**Text extract:**
Towers Perrin/Watson Wyatt

 

Frequently Asked Questions — The Deal: Updated 3 September 2009

 

1.  Rationale

 

No updates

 

2.  The Deal

 

a.               Will it take the full three years to achieve cost-saving synergies? Where will the $80 million of synergies come from? (NEW — Added 3 September 2009)

 

We expect there to be some savings in years one and two post-closing, but don’t anticipate we’ll realize the full estimated operational cost savings of $80 million until year three. We anticipate these operational cost savings to come from combining management teams and reductions in general and administrative expenses. To put the $80 million in perspective, it is approximately 2.5% of the combined annual revenues of Towers Perrin and Watson Wyatt, based on their respective last fiscal years.

 

It is important to note that the driver for the merger is the long-term strategic benefits, not these savings, which are a consequence of it.

 

b.               Is there any risk that the deal will not be approved by shareholders? How do we know whether outside shareholders will view the merger favorably and vote for its approval? (NEW — Added 3 September 2009)

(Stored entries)
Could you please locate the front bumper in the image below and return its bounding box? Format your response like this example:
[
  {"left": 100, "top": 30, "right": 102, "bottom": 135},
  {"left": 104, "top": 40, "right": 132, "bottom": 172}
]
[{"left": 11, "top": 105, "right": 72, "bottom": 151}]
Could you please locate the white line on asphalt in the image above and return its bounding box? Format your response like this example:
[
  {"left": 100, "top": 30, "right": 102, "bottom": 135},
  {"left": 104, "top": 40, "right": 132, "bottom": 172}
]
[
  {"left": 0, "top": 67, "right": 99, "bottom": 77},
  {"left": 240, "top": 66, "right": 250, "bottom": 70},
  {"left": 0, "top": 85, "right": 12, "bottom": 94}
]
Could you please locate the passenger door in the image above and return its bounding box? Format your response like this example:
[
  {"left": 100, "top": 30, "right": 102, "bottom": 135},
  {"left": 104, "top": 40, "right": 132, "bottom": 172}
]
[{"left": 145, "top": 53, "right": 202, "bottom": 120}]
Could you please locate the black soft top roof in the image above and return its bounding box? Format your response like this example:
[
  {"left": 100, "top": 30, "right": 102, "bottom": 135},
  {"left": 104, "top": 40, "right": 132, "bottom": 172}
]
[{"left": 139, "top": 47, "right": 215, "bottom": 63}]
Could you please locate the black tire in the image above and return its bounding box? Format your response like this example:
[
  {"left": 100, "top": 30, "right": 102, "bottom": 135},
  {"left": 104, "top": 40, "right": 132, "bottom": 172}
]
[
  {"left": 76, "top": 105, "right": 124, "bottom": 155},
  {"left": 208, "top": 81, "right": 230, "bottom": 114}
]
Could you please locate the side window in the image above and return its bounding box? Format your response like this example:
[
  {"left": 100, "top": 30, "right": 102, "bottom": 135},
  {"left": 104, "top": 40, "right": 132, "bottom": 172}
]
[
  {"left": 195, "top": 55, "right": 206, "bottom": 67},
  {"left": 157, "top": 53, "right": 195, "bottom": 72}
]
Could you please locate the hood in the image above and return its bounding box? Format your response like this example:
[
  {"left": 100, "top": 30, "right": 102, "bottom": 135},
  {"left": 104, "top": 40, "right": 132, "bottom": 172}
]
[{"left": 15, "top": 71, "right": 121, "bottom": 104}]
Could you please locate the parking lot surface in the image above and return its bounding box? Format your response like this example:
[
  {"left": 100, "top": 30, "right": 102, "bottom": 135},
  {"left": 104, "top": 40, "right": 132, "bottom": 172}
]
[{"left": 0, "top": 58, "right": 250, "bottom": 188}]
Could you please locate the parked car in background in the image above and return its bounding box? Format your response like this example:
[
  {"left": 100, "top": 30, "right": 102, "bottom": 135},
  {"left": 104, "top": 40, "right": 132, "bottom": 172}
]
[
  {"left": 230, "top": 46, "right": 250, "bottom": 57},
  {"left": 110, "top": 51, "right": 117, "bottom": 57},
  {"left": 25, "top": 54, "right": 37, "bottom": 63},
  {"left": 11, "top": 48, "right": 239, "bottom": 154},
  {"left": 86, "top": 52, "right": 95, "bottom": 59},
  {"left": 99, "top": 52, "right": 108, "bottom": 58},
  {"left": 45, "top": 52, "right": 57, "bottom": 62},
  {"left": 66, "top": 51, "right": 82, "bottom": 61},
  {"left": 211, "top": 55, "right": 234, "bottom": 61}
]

**Goals:**
[1] Reproduce the part of the merger FAQ that runs from "We expect there" down to "last fiscal years.".
[2] Go on with the merger FAQ, picking up after its last line.

**Answers to the problems:**
[1]
We expect there to be some savings in years one and two post-closing, but don’t anticipate we’ll realize the full estimated operational cost savings of $80 million until year three. We anticipate these operational cost savings to come from combining management teams and reductions in general and administrative expenses. To put the $80 million in perspective, it is approximately 2.5% of the combined annual revenues of Towers Perrin and Watson Wyatt, based on their respective last fiscal years.

[2]
Towers Perrin and Watson Wyatt fully expect that this deal will be approved by their respective shareholders because they believe shareholders will understand its advantages. Of course, shareholders may vote as they please, but we will actively solicit votes for approval.

 

c.               Is there any particular business segment that you expect will generate the greatest increases of growth and revenue? (NEW — Added 3 September 2009)

 

Currently, the three business segments identified for Towers Watson — Benefits, Risk & Financial Services, and Talent & Rewards — all have room to grow, though we believe Risk & Financial Services and Talent & Rewards likely have greater growth potential due to greater increase in market demand for those services.

 

·                  The largest of these business segments will be Benefits ($1.75-$2 billion estimated annual revenues), which includes retirement consulting, health care consulting and technology and administrative solutions.

 

·                  Risk & Financial Services ($.75 billion estimated annual revenues) will include insurance consulting and software, reinsurance brokerage and investment consulting capabilities.

 

·                  Talent & Rewards ($.75 billion estimated annual revenues) will include survey research, executive compensation, workforce effectiveness, communications and other services.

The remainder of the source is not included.